> _Written task_
Reproduce every line of the entries below, requests included, with each coordinate in the answers multiplied by 1.15 and rounded to the nearest whole number, halves rounding up. Leave the request text unchanged.

> _Raw data_

--- --- ---

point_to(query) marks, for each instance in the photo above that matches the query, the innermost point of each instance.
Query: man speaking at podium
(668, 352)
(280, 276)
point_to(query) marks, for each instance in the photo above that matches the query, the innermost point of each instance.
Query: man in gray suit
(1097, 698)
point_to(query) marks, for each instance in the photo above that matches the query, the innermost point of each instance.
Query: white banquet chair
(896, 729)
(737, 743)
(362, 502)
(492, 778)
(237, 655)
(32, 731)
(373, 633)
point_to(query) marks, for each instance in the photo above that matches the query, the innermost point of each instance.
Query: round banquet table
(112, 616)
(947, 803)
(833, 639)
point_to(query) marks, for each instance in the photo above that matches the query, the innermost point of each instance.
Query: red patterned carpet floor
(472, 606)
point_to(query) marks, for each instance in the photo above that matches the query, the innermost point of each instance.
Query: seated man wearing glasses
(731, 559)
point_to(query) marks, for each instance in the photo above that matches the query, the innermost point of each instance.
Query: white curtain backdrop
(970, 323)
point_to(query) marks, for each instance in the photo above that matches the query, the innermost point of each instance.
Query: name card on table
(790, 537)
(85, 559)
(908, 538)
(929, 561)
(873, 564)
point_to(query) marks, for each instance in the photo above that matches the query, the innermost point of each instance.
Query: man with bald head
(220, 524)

--- --- ---

> _Full answer_
point_to(query) marks, for each instance in the photo above that matches the query, the innermost point of each instance.
Query: man speaking at podium
(768, 405)
(322, 317)
point_to(query) marks, for each instance in the photo above that matches the query, the innermost point of each instance.
Query: man in gray suit
(1262, 803)
point_to(query) marks, for each instance in the photo above that matches the query, the innermost point of each instance.
Query: white banquet chair
(1030, 838)
(848, 854)
(416, 577)
(566, 895)
(273, 753)
(37, 841)
(429, 728)
point_to(query) marks, for each instance in the photo above that matches the query, the innermost point of each instance.
Query: round banquet table
(129, 708)
(1089, 923)
(958, 735)
point_to(query) marks, for each instance in the photo above that matches the query, the innermost point of each instance.
Query: red patterned carpet floor
(543, 697)
point_to(query) marks, for each instance in the photo above that matches the query, the innermost point of each instance.
Query: seated man wearing glasses
(841, 643)
point_to(query) marks, for each instance in the photo above that matches the query, the innermost point of each instance.
Query: white curtain backdrop
(1116, 371)
point_to(query) marks, for each instance in the photo above that matches the query, the innermost point of each instance.
Query: name card on table
(909, 618)
(98, 643)
(1044, 619)
(1068, 645)
(1004, 649)
point_to(query) marks, for each instance in the photo above that matches the query, the innermost point of each instance.
Query: man with bald head
(253, 603)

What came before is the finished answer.